Work required → Retype each of the items below without any changes.

Rows of box annotation data →

'''

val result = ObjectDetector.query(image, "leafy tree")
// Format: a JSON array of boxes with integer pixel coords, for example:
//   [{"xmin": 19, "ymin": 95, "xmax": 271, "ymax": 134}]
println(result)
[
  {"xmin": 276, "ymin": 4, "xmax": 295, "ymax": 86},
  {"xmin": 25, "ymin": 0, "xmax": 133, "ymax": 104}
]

'''

Result for this exercise →
val result = ObjectDetector.query(image, "leafy tree")
// Format: a JSON array of boxes with integer pixel coords, for example:
//   [{"xmin": 19, "ymin": 95, "xmax": 271, "ymax": 134}]
println(result)
[
  {"xmin": 276, "ymin": 4, "xmax": 295, "ymax": 86},
  {"xmin": 25, "ymin": 0, "xmax": 133, "ymax": 104}
]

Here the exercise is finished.